** start ROWS **
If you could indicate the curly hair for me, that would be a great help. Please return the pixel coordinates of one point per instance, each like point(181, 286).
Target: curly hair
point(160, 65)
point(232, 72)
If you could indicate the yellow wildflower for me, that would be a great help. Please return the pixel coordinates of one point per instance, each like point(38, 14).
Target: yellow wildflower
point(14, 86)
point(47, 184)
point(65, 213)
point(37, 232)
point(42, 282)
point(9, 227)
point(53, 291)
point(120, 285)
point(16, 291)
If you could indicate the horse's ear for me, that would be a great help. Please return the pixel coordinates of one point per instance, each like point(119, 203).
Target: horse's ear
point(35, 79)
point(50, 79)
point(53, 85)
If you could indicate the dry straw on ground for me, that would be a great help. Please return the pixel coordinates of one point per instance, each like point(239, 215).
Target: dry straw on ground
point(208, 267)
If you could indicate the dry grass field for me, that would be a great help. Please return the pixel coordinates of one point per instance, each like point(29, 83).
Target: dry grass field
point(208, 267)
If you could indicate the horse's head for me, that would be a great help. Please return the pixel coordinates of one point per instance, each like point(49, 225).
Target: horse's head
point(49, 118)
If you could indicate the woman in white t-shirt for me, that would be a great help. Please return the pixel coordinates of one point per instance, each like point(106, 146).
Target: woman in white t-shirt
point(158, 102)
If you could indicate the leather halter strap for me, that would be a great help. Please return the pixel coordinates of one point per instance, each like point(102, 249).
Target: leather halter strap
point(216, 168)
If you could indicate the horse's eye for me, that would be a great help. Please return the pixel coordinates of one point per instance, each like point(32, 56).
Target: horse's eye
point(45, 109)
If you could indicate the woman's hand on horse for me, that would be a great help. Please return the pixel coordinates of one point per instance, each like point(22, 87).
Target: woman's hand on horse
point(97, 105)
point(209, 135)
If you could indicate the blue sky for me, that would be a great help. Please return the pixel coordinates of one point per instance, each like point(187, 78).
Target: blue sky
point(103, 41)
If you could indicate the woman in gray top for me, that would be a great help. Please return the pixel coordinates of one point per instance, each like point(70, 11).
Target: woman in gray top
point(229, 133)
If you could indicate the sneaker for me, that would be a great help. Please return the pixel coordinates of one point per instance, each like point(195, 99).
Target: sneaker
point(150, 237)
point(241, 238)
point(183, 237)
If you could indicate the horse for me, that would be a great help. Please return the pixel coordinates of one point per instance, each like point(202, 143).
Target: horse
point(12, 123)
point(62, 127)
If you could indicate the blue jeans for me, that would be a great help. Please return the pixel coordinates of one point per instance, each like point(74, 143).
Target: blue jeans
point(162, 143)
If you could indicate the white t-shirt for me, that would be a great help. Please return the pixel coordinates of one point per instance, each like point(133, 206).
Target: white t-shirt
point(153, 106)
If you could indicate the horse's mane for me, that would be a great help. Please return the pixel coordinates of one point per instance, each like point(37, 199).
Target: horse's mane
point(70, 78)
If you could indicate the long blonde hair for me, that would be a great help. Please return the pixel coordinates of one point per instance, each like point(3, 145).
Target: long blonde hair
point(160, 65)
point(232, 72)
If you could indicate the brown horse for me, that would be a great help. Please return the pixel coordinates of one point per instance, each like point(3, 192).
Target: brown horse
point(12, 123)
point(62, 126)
** end ROWS **
** start ROWS **
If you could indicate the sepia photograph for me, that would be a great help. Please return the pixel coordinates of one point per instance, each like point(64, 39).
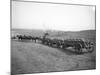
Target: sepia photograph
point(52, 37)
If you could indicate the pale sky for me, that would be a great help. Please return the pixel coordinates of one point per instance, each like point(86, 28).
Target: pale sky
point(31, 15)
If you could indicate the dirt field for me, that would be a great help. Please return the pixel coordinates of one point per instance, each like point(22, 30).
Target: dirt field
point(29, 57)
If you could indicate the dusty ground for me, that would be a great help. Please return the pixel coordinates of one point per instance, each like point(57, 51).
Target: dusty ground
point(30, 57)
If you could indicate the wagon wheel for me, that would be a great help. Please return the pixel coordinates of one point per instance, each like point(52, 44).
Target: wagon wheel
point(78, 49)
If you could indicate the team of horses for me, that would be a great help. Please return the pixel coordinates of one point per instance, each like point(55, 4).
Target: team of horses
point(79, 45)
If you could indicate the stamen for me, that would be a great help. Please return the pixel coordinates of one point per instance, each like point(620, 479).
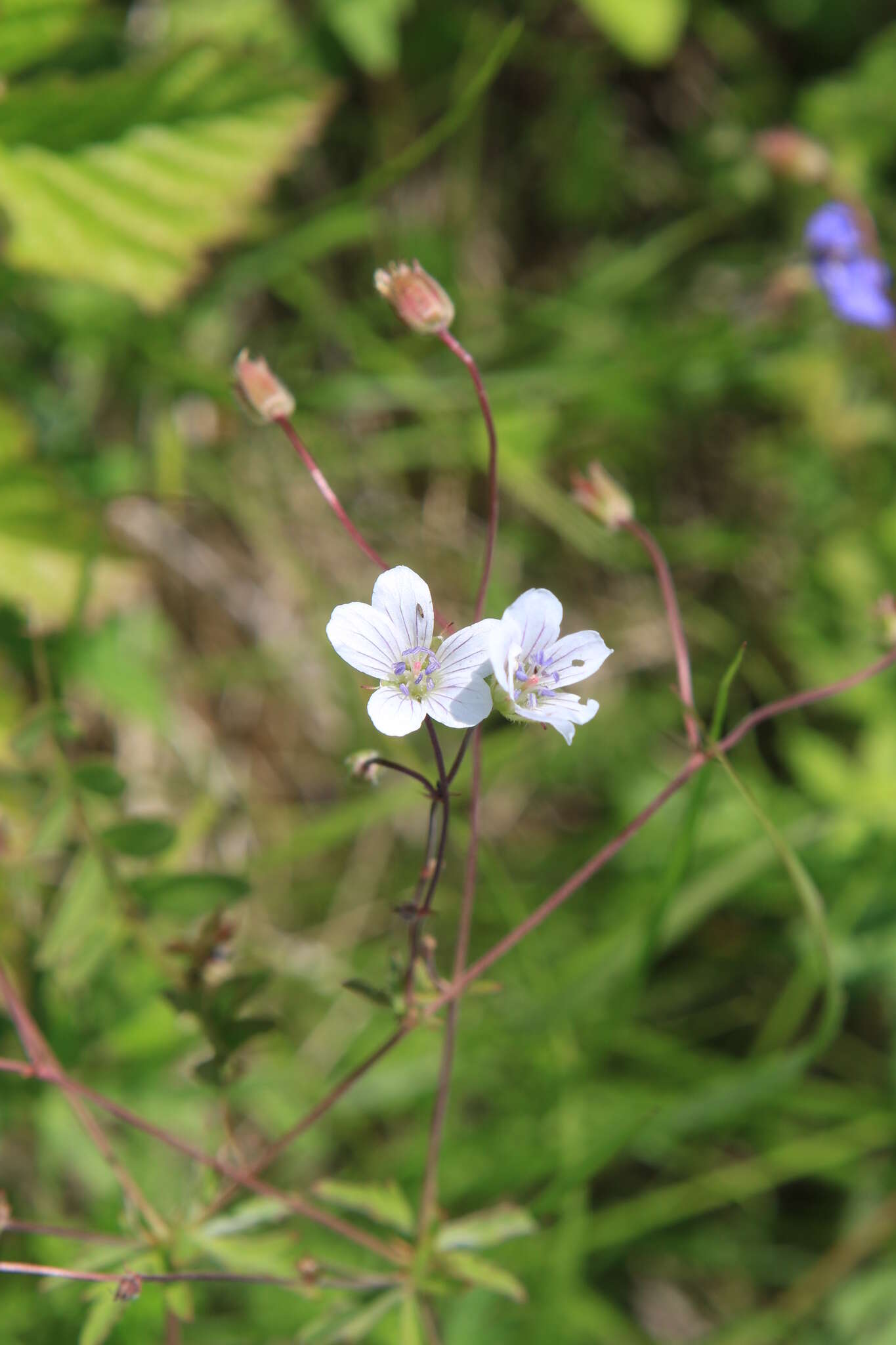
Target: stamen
** end ROWS **
** start ROWS **
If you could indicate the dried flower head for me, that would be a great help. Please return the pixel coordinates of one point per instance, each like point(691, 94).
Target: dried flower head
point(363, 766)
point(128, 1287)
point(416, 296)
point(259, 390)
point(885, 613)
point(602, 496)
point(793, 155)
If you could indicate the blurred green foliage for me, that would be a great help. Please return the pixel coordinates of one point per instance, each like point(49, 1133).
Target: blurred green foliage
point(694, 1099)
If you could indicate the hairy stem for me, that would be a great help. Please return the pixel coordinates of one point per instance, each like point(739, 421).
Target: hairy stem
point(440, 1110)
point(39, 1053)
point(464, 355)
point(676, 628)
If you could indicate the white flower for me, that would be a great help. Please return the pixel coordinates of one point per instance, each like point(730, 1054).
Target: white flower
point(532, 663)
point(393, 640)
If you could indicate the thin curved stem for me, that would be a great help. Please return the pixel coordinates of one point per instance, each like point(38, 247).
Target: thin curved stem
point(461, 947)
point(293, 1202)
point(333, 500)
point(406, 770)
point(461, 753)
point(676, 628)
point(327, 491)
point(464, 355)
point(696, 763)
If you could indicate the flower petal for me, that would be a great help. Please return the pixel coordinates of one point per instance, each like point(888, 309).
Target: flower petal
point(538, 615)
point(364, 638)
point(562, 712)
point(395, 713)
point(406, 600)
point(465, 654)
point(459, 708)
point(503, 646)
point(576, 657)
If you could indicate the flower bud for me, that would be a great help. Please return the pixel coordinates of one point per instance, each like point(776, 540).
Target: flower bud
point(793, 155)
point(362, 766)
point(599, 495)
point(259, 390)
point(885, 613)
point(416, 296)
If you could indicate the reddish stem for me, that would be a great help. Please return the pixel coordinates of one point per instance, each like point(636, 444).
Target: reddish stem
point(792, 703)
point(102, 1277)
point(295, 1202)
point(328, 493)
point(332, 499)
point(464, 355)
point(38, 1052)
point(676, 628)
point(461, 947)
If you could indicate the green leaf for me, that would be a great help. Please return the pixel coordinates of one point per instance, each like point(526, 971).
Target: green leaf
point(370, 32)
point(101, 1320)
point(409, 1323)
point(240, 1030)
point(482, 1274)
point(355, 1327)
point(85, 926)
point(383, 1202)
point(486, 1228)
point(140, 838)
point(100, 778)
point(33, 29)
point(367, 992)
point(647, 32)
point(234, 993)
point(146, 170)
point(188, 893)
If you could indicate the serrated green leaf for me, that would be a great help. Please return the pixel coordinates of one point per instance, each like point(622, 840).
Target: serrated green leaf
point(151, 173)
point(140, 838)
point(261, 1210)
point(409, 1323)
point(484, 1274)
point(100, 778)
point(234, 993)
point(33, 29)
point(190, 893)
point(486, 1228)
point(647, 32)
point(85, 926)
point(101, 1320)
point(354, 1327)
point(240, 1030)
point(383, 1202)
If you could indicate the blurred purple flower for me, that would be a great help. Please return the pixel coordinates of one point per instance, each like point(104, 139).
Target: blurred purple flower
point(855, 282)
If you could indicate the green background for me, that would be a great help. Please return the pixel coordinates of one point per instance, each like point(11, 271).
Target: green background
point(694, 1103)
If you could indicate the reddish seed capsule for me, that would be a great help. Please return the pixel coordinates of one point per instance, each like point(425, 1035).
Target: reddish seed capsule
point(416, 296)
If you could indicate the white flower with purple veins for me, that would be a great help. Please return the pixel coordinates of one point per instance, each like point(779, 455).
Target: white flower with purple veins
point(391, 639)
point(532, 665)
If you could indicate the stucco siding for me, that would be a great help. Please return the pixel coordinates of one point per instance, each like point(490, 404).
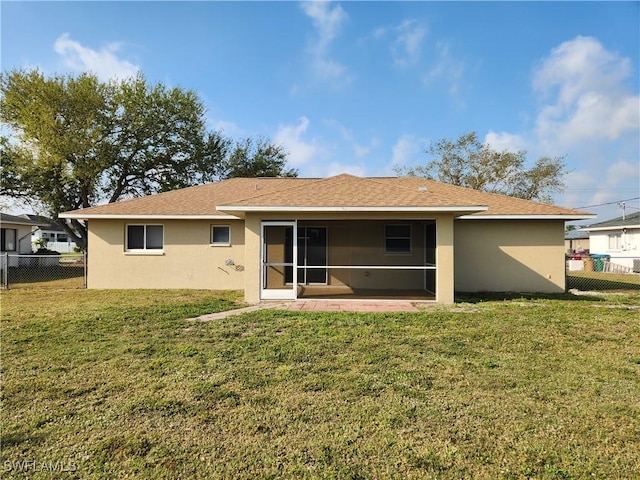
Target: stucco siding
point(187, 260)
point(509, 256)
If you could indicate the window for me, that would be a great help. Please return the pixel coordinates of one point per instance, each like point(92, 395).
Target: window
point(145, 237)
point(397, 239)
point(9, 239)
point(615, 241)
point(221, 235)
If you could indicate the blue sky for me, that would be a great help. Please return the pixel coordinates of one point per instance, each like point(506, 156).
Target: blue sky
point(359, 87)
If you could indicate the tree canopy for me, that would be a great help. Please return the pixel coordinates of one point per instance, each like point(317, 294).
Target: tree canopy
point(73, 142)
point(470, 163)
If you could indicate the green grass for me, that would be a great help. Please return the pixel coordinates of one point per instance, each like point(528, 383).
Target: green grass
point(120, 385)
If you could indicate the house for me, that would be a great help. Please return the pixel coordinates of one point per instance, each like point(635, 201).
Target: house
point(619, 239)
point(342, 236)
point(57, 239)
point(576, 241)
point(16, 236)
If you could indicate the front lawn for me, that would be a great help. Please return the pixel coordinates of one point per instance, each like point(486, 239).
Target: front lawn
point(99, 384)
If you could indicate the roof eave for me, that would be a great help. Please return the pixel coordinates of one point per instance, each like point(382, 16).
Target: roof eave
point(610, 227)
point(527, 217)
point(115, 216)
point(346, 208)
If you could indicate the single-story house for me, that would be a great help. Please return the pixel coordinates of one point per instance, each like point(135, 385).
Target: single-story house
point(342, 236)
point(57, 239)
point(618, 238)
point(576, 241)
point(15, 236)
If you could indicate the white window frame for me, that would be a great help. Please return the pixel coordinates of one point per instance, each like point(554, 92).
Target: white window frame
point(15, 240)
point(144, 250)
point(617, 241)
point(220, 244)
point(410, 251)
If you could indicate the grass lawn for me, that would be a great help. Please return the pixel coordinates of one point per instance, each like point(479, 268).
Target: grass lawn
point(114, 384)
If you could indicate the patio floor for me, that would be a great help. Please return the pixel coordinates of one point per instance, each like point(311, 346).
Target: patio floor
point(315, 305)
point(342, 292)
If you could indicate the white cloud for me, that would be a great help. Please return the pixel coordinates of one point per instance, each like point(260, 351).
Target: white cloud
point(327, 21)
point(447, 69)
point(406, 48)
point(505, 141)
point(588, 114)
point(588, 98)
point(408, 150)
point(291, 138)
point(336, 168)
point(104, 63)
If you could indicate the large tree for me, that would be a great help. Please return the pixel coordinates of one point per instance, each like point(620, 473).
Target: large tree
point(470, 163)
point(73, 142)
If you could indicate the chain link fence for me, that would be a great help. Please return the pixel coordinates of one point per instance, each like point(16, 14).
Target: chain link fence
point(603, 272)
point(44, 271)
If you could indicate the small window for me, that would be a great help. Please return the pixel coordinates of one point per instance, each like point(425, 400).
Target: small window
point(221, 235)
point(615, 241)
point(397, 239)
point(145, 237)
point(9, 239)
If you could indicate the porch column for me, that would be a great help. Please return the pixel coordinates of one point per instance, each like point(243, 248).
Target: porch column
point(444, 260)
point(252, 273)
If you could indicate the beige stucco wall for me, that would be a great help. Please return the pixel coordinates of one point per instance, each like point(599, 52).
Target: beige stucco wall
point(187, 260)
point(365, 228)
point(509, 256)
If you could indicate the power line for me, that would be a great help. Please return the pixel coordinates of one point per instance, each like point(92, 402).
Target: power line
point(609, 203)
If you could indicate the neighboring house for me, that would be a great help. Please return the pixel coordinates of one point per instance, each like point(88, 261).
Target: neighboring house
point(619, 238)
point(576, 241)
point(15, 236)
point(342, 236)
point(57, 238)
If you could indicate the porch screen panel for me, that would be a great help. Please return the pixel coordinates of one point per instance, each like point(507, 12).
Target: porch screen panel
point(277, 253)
** end ROWS **
:: WRITTEN INSTRUCTION ::
Repeat the lines of the material above verbatim, from the line with "If you could indicate the curly" to the line with "point(216, 168)", including both of those lines.

:: FINAL RESULT ::
If you could indicate the curly hair for me, that would be a great help. Please return the pixel coordinates of one point per instance, each like point(181, 286).
Target: curly hair
point(160, 65)
point(232, 72)
If you could indicate the yellow wildflower for me, that would be a great help. Please return the pixel coordinates of one point per instance, each like point(38, 14).
Target: yellow wildflower
point(14, 86)
point(47, 184)
point(65, 213)
point(37, 232)
point(42, 282)
point(9, 227)
point(53, 291)
point(120, 285)
point(16, 291)
If you could indicate the horse's ear for me, that would be a great help. Please return the pixel coordinates of one point per instance, each like point(119, 203).
Target: horse's ear
point(35, 79)
point(50, 79)
point(53, 85)
If you could indicate the dry straw on ground for me, that would be a great help. Please return the pixel coordinates of one point per instance, each like point(239, 215).
Target: dry straw on ground
point(208, 267)
If you could indicate the dry grass field for me, that would be a great help. Please return the pixel coordinates of one point per instance, each like point(29, 83).
Target: dry grass field
point(208, 267)
If you could indicate the horse's head for me, that would be a great help. Please return the pixel coordinates of one point per instance, each like point(49, 225).
Target: horse's head
point(49, 118)
If you could indicate the woman in white t-shirt for me, that would be a great help. Please return the pixel coordinates of one point per instance, each like point(106, 146).
Target: woman in white t-shirt
point(158, 102)
If you could indicate the leather halter strap for me, that would be a great help. Please return the pixel coordinates of one point per instance, each like point(102, 249).
Target: leather halter strap
point(216, 168)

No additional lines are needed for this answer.